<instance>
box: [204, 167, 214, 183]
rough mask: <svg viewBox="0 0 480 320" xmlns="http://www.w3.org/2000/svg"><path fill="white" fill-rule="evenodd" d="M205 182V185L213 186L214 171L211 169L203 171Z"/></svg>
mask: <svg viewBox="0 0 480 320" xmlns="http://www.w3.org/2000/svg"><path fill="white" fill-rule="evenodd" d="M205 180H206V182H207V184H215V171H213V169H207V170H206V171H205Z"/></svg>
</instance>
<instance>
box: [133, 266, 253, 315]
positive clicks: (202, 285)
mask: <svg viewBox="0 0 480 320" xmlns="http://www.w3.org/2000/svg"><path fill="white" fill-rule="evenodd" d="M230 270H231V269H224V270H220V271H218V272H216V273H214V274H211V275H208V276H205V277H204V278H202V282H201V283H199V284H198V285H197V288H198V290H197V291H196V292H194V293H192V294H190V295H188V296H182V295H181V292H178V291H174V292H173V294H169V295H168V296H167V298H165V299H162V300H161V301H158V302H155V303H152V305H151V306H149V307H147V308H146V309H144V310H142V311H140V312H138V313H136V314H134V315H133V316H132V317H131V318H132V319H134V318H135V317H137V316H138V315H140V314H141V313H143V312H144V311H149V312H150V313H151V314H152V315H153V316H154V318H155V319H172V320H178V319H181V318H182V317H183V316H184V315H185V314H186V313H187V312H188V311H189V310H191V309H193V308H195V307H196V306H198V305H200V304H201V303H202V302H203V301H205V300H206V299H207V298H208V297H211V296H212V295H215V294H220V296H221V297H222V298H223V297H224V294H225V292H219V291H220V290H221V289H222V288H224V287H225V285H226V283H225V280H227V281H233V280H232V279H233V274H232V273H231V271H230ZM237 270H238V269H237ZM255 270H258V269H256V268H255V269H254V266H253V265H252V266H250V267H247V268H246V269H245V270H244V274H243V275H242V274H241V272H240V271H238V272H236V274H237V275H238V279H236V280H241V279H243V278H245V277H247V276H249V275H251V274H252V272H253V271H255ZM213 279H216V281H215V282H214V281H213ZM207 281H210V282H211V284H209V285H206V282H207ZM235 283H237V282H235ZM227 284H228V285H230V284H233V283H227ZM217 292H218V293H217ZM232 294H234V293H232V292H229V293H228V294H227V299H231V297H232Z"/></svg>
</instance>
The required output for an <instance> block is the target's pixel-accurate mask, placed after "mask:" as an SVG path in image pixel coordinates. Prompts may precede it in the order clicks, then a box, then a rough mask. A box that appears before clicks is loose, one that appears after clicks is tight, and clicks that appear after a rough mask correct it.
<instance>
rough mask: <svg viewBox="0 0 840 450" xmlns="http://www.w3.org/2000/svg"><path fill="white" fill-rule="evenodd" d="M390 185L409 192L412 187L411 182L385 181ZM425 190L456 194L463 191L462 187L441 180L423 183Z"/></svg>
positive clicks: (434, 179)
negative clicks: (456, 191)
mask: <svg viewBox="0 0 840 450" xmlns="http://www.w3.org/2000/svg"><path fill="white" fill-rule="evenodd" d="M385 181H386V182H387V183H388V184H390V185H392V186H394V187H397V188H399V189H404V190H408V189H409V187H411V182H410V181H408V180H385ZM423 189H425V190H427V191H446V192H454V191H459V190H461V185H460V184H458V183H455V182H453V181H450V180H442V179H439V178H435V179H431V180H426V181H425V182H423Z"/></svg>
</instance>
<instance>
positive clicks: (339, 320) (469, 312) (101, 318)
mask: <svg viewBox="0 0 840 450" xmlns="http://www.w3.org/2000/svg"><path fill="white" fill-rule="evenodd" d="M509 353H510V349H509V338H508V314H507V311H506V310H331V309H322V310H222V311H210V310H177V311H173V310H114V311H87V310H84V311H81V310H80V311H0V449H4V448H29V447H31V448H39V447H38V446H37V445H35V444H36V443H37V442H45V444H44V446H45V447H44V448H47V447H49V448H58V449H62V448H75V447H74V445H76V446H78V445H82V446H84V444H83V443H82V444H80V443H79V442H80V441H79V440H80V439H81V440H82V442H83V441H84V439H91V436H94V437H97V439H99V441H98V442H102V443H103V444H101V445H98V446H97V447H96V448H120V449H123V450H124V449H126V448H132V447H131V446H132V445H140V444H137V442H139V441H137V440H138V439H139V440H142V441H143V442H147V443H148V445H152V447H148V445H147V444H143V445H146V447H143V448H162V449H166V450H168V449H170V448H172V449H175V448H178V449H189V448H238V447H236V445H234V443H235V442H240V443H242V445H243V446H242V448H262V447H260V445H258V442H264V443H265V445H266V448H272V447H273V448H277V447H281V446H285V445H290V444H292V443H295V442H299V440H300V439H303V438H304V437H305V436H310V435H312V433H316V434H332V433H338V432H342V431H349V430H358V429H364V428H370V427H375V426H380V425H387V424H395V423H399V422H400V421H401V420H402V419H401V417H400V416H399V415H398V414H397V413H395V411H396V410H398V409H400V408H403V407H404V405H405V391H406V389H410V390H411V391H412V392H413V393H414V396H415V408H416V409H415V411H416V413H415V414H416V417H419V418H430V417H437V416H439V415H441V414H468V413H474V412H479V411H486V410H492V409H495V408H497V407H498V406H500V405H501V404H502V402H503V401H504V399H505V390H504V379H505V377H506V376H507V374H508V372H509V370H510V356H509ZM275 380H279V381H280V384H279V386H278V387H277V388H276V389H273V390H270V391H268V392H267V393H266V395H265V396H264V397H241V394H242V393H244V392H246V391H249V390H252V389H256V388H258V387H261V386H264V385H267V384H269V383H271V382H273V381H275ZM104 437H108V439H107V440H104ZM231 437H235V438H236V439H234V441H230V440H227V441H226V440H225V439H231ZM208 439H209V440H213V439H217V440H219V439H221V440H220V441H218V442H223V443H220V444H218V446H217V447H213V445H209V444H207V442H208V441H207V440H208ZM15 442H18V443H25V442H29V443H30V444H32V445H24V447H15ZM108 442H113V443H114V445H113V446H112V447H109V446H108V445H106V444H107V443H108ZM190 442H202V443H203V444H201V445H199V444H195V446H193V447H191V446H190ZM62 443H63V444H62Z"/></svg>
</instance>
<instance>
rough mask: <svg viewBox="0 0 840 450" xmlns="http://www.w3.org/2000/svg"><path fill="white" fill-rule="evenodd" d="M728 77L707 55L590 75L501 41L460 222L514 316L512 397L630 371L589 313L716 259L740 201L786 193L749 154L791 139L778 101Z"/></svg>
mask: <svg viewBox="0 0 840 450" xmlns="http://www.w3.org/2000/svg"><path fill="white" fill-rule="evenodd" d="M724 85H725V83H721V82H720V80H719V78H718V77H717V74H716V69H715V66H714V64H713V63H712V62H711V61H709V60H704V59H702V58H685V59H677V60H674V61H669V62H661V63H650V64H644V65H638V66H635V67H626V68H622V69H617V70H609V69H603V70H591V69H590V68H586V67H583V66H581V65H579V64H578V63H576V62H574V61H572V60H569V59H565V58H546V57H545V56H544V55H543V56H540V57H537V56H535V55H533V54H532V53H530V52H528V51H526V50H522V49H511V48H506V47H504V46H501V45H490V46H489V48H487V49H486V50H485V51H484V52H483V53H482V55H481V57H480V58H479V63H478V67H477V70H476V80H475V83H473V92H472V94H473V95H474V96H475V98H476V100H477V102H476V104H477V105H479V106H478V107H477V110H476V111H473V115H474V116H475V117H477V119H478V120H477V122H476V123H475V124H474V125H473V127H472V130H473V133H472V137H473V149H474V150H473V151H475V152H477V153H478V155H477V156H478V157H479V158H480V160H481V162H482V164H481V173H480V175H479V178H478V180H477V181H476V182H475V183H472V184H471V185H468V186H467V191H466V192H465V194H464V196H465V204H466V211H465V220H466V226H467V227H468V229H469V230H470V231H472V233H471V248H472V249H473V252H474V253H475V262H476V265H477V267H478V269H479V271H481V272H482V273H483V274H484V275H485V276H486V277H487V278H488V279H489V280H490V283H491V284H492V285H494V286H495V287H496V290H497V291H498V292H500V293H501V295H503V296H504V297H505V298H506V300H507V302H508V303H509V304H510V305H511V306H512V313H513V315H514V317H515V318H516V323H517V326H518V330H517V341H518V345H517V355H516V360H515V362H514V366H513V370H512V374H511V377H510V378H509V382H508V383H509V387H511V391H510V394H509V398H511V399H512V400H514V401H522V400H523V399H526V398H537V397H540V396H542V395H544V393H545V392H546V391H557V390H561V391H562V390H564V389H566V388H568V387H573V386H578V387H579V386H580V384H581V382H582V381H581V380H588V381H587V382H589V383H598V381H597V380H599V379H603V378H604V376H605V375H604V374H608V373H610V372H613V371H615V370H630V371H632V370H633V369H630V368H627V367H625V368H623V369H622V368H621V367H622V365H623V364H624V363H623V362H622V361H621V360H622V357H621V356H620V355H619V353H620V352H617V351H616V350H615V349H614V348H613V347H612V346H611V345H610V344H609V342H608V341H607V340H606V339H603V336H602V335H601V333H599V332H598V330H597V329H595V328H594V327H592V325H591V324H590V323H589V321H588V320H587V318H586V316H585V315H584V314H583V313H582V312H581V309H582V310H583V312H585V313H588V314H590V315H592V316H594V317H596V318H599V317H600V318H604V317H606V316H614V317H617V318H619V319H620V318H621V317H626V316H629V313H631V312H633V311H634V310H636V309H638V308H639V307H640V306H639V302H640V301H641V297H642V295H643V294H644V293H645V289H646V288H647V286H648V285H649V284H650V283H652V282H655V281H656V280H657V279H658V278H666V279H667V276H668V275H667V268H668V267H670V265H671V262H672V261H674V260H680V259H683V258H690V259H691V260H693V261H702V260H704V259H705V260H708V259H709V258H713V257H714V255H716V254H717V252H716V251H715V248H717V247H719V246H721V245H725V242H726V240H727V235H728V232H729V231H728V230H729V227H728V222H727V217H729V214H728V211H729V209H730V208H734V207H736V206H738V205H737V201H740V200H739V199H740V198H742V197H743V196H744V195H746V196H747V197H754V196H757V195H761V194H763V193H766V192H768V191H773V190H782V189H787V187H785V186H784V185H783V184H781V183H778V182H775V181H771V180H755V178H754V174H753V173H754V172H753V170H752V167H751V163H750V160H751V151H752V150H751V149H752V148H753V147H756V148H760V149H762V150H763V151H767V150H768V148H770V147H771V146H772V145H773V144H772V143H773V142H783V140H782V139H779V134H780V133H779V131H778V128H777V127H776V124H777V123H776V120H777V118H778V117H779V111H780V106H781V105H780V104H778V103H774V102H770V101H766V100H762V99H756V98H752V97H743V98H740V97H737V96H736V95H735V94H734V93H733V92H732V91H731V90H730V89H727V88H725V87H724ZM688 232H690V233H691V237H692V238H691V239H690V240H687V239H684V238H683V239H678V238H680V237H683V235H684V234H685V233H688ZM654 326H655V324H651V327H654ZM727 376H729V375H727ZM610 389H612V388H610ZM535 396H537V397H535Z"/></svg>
********************
Aim of the exercise:
Quote, word for word, everything from the start of the rows through the line that contains "182V185L213 186L214 171L211".

Response:
<instance>
box: [204, 167, 214, 183]
rough mask: <svg viewBox="0 0 480 320" xmlns="http://www.w3.org/2000/svg"><path fill="white" fill-rule="evenodd" d="M205 182V185L213 186L214 171L211 169L203 171Z"/></svg>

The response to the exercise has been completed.